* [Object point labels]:
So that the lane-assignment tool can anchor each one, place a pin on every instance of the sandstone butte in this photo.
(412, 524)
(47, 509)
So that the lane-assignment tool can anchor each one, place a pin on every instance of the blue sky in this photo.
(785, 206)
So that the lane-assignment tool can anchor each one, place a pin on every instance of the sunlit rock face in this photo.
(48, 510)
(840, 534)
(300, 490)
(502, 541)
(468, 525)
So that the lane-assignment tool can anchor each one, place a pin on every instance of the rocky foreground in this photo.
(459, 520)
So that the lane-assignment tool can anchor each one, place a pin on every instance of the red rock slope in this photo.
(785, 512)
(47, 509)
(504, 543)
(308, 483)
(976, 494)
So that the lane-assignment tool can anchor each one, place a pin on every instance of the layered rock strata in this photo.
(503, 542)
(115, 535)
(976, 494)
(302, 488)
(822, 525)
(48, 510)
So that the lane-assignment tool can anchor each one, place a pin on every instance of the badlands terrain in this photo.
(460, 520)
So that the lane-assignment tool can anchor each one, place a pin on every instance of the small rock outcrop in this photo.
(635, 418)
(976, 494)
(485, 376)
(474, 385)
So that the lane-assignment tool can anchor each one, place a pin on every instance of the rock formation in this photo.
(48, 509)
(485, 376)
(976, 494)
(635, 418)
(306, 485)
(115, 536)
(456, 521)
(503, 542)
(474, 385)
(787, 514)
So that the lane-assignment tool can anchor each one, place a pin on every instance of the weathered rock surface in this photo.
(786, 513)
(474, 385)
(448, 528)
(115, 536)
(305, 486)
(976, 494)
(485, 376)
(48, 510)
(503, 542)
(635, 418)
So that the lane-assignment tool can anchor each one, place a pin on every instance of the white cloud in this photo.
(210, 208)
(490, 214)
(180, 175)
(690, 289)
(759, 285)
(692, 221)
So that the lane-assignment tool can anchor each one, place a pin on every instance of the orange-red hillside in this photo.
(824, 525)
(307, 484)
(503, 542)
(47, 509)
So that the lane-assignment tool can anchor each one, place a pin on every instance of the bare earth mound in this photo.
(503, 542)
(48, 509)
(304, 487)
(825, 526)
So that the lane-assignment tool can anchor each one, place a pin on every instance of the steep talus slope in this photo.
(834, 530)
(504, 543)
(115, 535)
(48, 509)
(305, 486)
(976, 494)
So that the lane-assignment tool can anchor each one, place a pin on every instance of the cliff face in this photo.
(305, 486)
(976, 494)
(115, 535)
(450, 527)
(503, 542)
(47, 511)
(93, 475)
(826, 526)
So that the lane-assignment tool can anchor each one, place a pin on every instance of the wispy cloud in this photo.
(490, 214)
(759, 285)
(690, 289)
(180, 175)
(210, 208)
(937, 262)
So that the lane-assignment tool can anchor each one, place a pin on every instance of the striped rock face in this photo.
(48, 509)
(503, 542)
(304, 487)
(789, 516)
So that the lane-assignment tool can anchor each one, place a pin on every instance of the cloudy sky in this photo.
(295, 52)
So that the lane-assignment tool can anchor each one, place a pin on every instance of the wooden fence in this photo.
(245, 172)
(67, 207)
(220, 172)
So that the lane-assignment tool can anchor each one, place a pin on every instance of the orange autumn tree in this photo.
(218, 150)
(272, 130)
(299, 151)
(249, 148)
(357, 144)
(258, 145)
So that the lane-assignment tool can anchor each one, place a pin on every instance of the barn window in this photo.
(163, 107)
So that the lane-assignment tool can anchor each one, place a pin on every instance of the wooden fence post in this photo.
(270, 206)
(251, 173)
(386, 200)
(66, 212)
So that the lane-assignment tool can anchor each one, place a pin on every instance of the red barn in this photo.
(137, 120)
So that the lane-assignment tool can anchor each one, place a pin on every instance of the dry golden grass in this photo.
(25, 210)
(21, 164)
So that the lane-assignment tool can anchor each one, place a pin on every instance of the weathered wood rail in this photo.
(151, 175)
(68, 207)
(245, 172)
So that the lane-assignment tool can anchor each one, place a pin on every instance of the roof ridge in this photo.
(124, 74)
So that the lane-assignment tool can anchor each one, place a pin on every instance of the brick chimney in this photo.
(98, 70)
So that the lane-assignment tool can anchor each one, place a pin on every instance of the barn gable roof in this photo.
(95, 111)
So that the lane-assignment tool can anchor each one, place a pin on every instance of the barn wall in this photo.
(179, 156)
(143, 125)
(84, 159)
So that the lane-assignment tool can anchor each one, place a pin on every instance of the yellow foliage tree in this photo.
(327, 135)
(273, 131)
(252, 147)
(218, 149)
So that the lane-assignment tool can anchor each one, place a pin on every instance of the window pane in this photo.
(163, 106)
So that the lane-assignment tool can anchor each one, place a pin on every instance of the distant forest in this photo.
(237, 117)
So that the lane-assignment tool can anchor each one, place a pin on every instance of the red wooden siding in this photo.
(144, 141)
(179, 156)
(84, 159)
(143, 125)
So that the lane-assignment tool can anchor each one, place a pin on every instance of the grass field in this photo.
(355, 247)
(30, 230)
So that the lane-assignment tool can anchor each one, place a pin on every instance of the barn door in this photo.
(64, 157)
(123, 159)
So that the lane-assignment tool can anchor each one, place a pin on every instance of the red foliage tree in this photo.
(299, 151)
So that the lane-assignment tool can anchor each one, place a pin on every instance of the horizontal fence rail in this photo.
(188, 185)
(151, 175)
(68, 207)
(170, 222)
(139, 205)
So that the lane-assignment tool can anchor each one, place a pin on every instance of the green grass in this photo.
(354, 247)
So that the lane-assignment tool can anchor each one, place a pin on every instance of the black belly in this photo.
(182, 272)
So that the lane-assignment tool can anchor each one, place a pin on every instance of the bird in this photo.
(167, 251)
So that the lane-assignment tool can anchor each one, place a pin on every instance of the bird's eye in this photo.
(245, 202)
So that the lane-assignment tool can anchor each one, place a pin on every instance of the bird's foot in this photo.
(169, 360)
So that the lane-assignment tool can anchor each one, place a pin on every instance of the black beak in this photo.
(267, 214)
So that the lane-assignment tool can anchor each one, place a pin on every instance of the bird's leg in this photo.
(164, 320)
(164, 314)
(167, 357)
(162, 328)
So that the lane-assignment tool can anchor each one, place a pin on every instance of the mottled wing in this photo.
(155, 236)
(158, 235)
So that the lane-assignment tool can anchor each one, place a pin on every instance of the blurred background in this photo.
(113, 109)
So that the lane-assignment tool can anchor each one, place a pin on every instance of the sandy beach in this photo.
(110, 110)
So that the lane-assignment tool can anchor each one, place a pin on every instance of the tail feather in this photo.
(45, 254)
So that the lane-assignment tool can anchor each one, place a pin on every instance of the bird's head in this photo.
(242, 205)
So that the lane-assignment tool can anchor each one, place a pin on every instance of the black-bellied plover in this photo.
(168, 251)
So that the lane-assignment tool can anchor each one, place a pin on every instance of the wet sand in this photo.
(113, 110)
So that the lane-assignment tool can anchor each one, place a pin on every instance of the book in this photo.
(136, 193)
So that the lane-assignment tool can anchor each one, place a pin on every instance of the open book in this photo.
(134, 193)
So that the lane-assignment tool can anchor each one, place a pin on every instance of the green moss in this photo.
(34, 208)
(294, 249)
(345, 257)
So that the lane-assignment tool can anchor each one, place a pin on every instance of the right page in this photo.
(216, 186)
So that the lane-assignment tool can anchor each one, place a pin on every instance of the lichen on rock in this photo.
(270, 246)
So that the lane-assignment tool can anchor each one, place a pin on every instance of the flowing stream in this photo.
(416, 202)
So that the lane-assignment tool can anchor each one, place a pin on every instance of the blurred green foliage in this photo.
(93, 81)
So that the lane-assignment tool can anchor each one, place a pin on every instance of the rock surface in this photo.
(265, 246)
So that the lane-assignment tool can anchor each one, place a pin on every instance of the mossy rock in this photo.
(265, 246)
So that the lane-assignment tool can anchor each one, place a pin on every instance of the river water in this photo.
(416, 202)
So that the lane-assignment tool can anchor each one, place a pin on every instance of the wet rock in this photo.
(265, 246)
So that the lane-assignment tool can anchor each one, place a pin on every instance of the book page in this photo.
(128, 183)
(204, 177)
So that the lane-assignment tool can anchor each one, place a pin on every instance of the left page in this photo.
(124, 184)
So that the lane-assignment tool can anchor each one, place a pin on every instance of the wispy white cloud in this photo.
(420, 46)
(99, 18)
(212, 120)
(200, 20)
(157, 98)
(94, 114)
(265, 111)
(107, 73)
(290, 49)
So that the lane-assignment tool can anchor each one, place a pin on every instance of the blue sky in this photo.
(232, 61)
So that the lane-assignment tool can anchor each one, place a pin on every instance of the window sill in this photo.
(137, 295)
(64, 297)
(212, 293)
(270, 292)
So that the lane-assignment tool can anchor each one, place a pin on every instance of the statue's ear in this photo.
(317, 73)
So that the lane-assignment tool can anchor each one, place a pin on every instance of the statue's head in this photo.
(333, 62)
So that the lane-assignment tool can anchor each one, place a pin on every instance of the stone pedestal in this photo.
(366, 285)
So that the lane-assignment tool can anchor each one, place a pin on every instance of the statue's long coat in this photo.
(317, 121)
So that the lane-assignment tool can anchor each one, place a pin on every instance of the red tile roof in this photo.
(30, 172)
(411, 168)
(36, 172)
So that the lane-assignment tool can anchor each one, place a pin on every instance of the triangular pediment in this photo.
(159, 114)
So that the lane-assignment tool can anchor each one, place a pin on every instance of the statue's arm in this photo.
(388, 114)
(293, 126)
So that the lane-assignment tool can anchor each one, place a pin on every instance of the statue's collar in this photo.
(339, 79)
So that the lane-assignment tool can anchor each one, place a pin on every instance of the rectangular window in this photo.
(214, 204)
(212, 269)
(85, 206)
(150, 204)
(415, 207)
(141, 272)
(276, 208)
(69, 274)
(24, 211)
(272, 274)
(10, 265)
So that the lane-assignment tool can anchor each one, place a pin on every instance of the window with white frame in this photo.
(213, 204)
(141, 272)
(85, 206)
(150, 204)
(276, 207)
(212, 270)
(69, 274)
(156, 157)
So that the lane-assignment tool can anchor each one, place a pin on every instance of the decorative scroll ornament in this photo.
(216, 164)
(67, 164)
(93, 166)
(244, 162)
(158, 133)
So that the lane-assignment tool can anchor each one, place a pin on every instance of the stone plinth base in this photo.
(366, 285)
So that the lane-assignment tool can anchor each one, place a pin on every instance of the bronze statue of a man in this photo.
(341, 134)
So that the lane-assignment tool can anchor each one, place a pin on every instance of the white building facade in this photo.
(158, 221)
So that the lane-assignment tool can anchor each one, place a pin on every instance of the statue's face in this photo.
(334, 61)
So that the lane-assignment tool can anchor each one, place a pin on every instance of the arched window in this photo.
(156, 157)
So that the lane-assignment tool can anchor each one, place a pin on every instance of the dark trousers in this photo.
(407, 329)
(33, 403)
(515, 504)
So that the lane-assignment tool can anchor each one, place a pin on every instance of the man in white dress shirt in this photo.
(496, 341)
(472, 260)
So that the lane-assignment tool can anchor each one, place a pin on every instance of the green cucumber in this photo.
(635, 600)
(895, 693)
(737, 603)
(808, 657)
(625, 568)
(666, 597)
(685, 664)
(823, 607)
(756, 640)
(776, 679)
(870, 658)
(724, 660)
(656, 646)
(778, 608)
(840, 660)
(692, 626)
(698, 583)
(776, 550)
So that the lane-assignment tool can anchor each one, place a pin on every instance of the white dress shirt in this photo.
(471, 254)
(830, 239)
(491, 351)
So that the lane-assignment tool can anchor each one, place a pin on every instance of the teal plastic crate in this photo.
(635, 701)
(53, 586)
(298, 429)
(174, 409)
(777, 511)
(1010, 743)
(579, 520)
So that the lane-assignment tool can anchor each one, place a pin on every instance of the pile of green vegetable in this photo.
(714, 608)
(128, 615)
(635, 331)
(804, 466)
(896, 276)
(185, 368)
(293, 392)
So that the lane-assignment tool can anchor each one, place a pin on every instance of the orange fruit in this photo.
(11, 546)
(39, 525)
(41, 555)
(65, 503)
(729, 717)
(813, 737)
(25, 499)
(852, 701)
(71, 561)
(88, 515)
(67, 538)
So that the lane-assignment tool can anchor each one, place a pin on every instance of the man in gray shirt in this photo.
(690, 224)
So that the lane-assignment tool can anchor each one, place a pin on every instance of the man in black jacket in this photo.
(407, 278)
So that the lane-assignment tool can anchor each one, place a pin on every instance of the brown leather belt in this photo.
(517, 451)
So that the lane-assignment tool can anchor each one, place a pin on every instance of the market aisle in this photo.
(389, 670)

* [The request]:
Write out exactly the lines from the line holding "fruit in this photo." through the last line of the data, and nothing besides those lines.

* [Exercise result]:
So that the lane-assignment tool can anchor each one, place a pin on every instance of the orange fruit in this photo.
(11, 546)
(39, 525)
(41, 555)
(65, 503)
(729, 717)
(813, 737)
(25, 499)
(852, 701)
(71, 561)
(88, 515)
(67, 538)
So that the lane-assignment tool can anchor each one, place a pin on every instance of the man in gray shirt in this photo.
(690, 224)
So that the lane-assignment tool can anchor each one, place a pin on every instance of the man in black jacket in this photo.
(407, 278)
So that the lane-assignment tool can anchor each one, place a pin on every instance of the brown leather belt in this photo.
(517, 451)
So that the lane-assignment tool can anchor each one, place a pin on every instance of the market aisle in this photo.
(389, 670)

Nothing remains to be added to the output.